• WRITTEN INSTRUCTION
Rewrite the stretch from the line containing "of the group" through the end of the data below, switching "species-count log" to "inventory log" and leaving everything else the same. Return only those lines.

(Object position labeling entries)
------------------------
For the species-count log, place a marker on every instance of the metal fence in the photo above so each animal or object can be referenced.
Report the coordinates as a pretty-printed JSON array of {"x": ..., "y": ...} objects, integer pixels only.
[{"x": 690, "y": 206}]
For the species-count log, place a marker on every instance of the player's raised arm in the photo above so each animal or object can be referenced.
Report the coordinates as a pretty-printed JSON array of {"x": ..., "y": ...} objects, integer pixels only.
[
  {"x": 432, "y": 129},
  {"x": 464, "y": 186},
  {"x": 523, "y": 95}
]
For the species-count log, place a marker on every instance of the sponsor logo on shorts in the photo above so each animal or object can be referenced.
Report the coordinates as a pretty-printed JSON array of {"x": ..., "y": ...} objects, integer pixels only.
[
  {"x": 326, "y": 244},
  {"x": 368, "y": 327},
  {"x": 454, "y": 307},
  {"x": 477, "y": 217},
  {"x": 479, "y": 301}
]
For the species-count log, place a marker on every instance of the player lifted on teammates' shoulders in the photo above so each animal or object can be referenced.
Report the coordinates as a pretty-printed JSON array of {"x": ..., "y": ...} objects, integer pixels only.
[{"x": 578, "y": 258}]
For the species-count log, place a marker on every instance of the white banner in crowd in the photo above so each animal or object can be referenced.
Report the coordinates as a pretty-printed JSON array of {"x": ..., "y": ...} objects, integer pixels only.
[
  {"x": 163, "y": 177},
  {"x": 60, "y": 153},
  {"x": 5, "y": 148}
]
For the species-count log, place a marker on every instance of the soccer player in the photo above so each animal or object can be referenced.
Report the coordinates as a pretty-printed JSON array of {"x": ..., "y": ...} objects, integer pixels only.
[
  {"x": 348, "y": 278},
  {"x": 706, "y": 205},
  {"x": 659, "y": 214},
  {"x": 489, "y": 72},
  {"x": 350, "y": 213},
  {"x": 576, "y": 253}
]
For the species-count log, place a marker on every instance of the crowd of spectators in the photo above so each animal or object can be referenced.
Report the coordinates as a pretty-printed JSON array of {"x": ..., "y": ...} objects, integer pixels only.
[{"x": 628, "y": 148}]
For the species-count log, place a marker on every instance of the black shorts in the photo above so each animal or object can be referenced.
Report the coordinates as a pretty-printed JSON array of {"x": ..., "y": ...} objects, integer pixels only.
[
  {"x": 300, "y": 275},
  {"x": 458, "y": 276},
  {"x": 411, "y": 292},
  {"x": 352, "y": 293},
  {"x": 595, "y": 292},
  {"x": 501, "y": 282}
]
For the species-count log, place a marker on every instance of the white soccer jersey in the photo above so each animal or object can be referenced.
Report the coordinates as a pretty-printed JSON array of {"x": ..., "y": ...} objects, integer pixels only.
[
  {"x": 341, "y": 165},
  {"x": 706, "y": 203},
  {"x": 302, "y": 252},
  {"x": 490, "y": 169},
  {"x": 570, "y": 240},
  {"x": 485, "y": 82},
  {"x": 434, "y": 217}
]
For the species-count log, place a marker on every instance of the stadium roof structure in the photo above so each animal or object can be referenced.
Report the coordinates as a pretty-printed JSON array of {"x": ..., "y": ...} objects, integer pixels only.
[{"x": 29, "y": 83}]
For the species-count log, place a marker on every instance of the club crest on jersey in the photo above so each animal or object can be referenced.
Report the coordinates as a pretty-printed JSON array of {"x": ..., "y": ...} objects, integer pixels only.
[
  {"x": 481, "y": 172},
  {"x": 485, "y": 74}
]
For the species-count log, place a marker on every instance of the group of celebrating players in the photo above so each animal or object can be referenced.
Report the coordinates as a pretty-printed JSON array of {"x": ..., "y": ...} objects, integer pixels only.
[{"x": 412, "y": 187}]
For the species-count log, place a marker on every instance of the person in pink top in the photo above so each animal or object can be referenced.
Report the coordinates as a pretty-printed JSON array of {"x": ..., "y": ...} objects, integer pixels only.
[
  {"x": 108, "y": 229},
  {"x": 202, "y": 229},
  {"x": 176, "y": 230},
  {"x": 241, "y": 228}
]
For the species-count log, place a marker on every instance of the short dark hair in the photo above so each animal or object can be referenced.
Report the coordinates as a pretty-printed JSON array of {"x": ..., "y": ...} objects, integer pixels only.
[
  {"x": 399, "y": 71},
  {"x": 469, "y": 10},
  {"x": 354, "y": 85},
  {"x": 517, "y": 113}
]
------------------------
• TASK RESULT
For the inventory log, place a marker on every instance of the group of celebrating players in the photo above so each animal or object can be referenced.
Report the coordinates as a pretty-printed JSON array of {"x": ..., "y": ...} objects, integer pixels only.
[{"x": 412, "y": 187}]
For the inventory log, place a marker on every instance of the person in pink top in the photo above so each animal or object can be referenced.
Report the coordinates as a pretty-printed JSON array of {"x": ..., "y": ...} objects, integer pixels only.
[
  {"x": 108, "y": 229},
  {"x": 202, "y": 229},
  {"x": 176, "y": 230},
  {"x": 241, "y": 228}
]
For the inventory log, place a marker on every instance of the short dark hair in the photo above so each animal or object can be referenced.
Report the coordinates as a pretty-printed JSON array of {"x": ..., "y": ...} objects, integer pixels only.
[
  {"x": 399, "y": 71},
  {"x": 469, "y": 10},
  {"x": 354, "y": 85},
  {"x": 517, "y": 113}
]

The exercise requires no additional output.